══ Provided data
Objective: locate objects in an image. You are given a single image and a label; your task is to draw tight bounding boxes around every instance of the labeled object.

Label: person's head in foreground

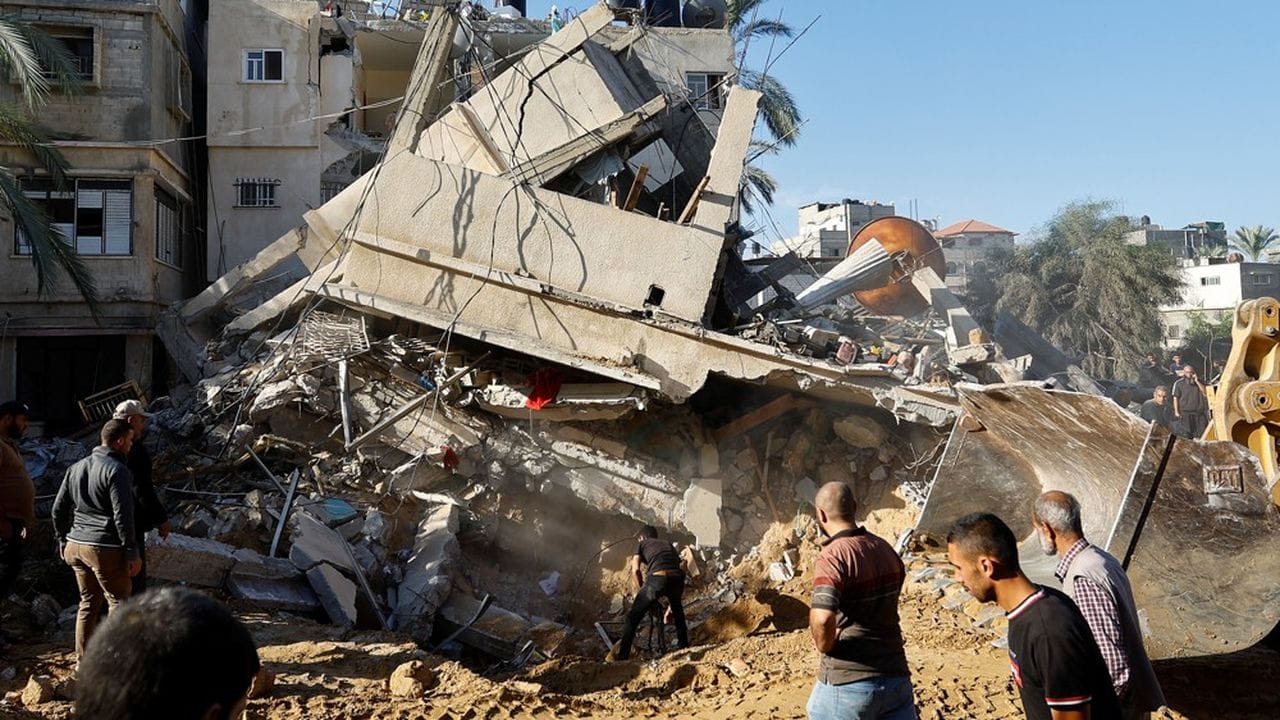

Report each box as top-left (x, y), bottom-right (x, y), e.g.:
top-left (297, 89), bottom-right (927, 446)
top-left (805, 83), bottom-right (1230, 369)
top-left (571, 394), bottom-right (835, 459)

top-left (76, 588), bottom-right (259, 720)
top-left (947, 512), bottom-right (1021, 602)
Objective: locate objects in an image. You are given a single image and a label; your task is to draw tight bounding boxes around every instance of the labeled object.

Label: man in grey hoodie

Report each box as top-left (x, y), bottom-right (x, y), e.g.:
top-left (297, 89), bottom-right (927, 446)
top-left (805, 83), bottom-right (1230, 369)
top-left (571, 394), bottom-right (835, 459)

top-left (54, 420), bottom-right (142, 659)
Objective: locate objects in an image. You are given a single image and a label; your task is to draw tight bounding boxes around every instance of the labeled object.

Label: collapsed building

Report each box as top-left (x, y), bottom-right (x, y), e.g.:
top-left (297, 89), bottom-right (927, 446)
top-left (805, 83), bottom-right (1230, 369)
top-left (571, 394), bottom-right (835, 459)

top-left (102, 4), bottom-right (1275, 665)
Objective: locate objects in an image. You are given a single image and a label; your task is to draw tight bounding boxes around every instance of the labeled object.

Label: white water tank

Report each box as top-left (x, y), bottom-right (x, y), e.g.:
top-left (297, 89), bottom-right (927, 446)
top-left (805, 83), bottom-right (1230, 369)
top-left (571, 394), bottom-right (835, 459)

top-left (681, 0), bottom-right (726, 28)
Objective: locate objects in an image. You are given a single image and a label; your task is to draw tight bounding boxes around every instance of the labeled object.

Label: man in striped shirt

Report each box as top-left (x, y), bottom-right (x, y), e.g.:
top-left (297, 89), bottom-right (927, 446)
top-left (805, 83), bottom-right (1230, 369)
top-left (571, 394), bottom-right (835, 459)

top-left (808, 482), bottom-right (915, 720)
top-left (1032, 491), bottom-right (1165, 720)
top-left (947, 512), bottom-right (1120, 720)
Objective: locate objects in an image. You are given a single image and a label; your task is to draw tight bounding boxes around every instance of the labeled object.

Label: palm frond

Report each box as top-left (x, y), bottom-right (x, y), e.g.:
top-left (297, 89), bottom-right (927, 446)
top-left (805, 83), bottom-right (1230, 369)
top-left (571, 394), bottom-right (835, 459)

top-left (0, 168), bottom-right (99, 312)
top-left (739, 165), bottom-right (778, 215)
top-left (0, 102), bottom-right (69, 184)
top-left (733, 19), bottom-right (796, 42)
top-left (724, 0), bottom-right (769, 31)
top-left (0, 18), bottom-right (49, 108)
top-left (17, 23), bottom-right (84, 95)
top-left (1231, 225), bottom-right (1280, 263)
top-left (740, 70), bottom-right (800, 147)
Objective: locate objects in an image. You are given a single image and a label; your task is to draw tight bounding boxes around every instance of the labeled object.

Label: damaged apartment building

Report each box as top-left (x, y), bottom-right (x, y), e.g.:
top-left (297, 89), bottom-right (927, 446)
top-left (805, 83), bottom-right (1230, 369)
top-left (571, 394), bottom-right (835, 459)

top-left (206, 0), bottom-right (733, 281)
top-left (0, 0), bottom-right (202, 433)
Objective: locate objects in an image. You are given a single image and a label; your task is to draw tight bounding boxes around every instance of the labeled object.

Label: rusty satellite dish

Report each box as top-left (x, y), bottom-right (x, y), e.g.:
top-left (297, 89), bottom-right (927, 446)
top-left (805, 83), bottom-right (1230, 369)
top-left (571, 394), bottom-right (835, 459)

top-left (847, 217), bottom-right (947, 318)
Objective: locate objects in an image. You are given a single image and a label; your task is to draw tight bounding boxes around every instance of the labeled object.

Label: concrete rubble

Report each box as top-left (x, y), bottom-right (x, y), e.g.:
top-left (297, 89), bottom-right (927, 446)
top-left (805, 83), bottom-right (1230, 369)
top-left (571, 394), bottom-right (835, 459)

top-left (127, 4), bottom-right (1162, 671)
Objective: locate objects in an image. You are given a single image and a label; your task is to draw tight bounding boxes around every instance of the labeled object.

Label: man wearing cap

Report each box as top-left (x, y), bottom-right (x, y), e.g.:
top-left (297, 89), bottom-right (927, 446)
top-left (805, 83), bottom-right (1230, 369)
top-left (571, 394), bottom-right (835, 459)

top-left (0, 400), bottom-right (36, 598)
top-left (113, 400), bottom-right (170, 594)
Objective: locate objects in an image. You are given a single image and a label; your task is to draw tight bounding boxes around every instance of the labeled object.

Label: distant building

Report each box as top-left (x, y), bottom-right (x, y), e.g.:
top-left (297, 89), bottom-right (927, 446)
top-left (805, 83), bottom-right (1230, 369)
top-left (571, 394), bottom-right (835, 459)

top-left (1124, 215), bottom-right (1226, 259)
top-left (933, 219), bottom-right (1018, 293)
top-left (0, 0), bottom-right (202, 432)
top-left (772, 199), bottom-right (897, 259)
top-left (1160, 258), bottom-right (1280, 348)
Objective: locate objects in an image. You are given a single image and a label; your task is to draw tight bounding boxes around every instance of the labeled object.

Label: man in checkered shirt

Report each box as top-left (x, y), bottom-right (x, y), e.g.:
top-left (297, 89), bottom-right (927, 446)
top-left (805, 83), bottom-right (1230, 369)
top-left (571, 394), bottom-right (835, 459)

top-left (1032, 491), bottom-right (1165, 719)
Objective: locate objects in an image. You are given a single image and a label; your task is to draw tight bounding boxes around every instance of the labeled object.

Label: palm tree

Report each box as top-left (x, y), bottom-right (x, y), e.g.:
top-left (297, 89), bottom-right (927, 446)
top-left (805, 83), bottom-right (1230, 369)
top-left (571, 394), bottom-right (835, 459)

top-left (1196, 245), bottom-right (1226, 258)
top-left (1231, 225), bottom-right (1280, 263)
top-left (726, 0), bottom-right (800, 213)
top-left (0, 17), bottom-right (97, 308)
top-left (726, 0), bottom-right (800, 147)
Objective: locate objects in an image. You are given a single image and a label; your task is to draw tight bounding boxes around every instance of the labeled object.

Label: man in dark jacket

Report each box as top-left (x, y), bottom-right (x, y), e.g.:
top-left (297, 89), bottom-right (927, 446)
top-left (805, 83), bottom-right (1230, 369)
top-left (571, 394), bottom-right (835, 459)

top-left (54, 420), bottom-right (142, 659)
top-left (609, 525), bottom-right (689, 660)
top-left (113, 400), bottom-right (170, 594)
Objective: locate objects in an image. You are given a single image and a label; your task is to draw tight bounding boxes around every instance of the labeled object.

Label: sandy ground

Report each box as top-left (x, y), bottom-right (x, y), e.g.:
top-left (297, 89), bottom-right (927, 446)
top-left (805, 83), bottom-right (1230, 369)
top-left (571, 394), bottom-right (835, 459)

top-left (0, 538), bottom-right (1280, 720)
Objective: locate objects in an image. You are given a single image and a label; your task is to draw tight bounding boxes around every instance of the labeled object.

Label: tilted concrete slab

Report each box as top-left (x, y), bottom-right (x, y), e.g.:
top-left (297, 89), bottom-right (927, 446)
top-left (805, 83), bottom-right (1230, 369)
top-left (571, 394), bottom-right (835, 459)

top-left (307, 562), bottom-right (358, 628)
top-left (304, 149), bottom-right (726, 323)
top-left (147, 533), bottom-right (236, 588)
top-left (393, 505), bottom-right (462, 642)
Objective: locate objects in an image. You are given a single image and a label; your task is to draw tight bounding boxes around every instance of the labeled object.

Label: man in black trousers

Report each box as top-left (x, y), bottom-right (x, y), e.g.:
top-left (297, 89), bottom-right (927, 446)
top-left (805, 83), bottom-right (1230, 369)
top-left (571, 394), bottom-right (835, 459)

top-left (609, 525), bottom-right (689, 660)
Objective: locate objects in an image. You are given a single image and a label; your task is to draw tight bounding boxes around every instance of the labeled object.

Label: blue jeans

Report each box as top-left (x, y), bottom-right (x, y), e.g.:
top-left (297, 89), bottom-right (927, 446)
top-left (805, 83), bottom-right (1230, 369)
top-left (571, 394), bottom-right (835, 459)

top-left (805, 678), bottom-right (915, 720)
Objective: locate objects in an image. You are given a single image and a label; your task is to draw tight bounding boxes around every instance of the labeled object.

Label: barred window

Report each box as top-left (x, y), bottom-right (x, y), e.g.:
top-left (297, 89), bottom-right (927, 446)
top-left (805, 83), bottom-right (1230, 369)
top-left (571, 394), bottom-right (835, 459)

top-left (156, 188), bottom-right (187, 269)
top-left (236, 178), bottom-right (280, 208)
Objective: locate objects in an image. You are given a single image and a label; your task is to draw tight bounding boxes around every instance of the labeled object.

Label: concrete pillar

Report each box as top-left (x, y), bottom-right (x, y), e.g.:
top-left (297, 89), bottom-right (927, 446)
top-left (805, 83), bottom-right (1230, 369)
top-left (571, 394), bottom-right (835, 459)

top-left (124, 333), bottom-right (152, 397)
top-left (0, 337), bottom-right (18, 402)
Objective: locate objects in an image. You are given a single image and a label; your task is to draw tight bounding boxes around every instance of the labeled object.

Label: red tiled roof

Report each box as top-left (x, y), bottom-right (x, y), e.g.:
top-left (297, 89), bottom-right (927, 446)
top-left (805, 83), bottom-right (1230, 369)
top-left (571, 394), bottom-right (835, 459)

top-left (933, 219), bottom-right (1018, 237)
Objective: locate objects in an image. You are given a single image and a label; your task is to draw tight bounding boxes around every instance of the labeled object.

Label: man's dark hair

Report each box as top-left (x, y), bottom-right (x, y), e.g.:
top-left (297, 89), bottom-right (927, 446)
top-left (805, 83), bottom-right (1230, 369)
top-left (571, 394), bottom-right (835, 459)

top-left (0, 400), bottom-right (31, 418)
top-left (76, 588), bottom-right (259, 720)
top-left (99, 420), bottom-right (133, 446)
top-left (947, 512), bottom-right (1019, 571)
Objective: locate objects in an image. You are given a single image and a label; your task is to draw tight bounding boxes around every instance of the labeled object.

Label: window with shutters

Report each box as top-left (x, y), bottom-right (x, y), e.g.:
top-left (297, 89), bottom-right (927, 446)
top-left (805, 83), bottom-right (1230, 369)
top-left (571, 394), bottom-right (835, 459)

top-left (36, 24), bottom-right (97, 83)
top-left (244, 49), bottom-right (284, 82)
top-left (14, 178), bottom-right (133, 256)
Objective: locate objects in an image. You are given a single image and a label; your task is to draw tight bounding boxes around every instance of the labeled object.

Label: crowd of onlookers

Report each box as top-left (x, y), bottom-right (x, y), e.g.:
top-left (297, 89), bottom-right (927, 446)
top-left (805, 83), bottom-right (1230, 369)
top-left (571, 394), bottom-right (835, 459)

top-left (1139, 352), bottom-right (1222, 438)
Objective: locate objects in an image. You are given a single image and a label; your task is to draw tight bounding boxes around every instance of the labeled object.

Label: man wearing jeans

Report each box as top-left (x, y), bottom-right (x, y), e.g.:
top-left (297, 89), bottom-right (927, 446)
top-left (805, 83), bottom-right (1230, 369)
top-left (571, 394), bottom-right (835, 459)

top-left (609, 525), bottom-right (689, 660)
top-left (54, 420), bottom-right (142, 659)
top-left (808, 482), bottom-right (915, 720)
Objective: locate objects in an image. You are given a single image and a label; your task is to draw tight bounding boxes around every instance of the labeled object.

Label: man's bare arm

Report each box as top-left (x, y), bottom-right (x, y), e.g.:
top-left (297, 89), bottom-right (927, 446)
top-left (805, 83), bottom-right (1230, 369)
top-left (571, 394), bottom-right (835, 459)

top-left (809, 607), bottom-right (836, 652)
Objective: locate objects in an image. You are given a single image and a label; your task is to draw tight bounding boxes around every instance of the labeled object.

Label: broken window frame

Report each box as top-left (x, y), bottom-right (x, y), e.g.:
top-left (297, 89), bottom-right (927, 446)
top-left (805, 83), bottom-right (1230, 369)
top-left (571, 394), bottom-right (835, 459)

top-left (685, 72), bottom-right (724, 110)
top-left (165, 47), bottom-right (192, 120)
top-left (13, 177), bottom-right (133, 258)
top-left (36, 24), bottom-right (101, 85)
top-left (155, 187), bottom-right (188, 270)
top-left (241, 47), bottom-right (284, 85)
top-left (320, 181), bottom-right (348, 204)
top-left (236, 178), bottom-right (280, 209)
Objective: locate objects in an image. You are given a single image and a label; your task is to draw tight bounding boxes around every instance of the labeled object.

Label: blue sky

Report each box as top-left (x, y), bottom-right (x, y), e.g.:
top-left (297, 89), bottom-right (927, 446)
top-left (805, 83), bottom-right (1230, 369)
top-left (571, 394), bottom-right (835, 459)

top-left (529, 0), bottom-right (1280, 242)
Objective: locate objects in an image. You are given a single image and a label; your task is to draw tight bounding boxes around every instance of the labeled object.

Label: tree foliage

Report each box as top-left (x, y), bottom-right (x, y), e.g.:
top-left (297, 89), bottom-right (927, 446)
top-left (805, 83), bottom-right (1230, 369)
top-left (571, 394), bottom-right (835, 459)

top-left (0, 17), bottom-right (97, 308)
top-left (1181, 311), bottom-right (1235, 380)
top-left (996, 200), bottom-right (1183, 378)
top-left (1231, 225), bottom-right (1280, 263)
top-left (726, 0), bottom-right (801, 213)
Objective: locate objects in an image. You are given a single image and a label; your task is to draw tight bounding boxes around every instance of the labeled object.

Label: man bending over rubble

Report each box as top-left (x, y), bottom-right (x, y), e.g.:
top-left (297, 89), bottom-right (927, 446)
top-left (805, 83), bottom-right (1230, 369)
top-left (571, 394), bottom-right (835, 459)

top-left (609, 525), bottom-right (689, 660)
top-left (54, 420), bottom-right (142, 659)
top-left (76, 588), bottom-right (259, 720)
top-left (806, 482), bottom-right (915, 720)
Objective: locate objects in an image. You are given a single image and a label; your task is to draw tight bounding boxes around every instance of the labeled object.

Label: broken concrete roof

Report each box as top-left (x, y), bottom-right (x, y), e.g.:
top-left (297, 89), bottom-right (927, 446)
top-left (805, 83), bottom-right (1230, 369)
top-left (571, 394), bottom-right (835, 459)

top-left (172, 4), bottom-right (955, 424)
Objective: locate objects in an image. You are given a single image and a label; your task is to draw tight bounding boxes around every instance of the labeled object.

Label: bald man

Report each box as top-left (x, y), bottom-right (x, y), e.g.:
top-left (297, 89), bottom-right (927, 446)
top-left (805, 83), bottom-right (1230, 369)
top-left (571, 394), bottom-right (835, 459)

top-left (808, 482), bottom-right (915, 720)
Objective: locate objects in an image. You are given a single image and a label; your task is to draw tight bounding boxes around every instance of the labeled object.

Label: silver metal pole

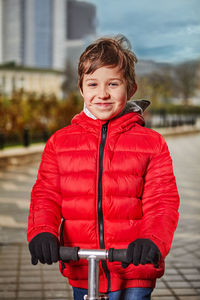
════
Short problem
Reproduce the material from its first line through the line containing "top-left (681, 0), bottom-right (726, 28)", both ends included, and omit the pictures. Scale every coordinate in the answers by 1.8 and round it to a whole number, with halves going up, but leave all numbers in the instructions and format samples unchanged.

Written reply
Objective: locate objects in an image. You are given a single image and a label; your task is to draw tight bounding boxes around every instance of the labeled object.

Label: person's head in foreground


Report each box as top-left (x, y), bottom-right (x, y), e.g.:
top-left (297, 89), bottom-right (927, 446)
top-left (805, 83), bottom-right (1230, 369)
top-left (571, 394), bottom-right (835, 459)

top-left (137, 1058), bottom-right (466, 1296)
top-left (1705, 922), bottom-right (1838, 1084)
Objective: locate objects in an image. You are given a single image and a label; your task is to draw tight bounding boxes around every instance of the labeled object.

Label: man in grey hoodie

Report each box as top-left (x, y), bottom-right (x, y), e.g.:
top-left (297, 89), bottom-right (927, 446)
top-left (805, 83), bottom-right (1230, 369)
top-left (571, 394), bottom-right (835, 459)

top-left (97, 756), bottom-right (256, 1186)
Objective: locate objects in an image. You are given a single image and a label; your task is to draw tight bounding boxes around every instance of the labeled object.

Label: collapsed building

Report each box as top-left (x, y), bottom-right (x, y), e.g.:
top-left (297, 89), bottom-right (927, 446)
top-left (805, 83), bottom-right (1230, 369)
top-left (571, 394), bottom-right (835, 459)

top-left (184, 7), bottom-right (2295, 1197)
Objective: locate objects in an image. You are given a single image and a label; your task is to draw tight bounding boxes around every instance of the labeled object.

Label: white water tank

Report each box as top-left (x, y), bottom-right (x, y), e.g.:
top-left (297, 89), bottom-right (927, 446)
top-left (805, 83), bottom-right (1230, 369)
top-left (571, 394), bottom-right (835, 459)

top-left (1226, 0), bottom-right (1307, 50)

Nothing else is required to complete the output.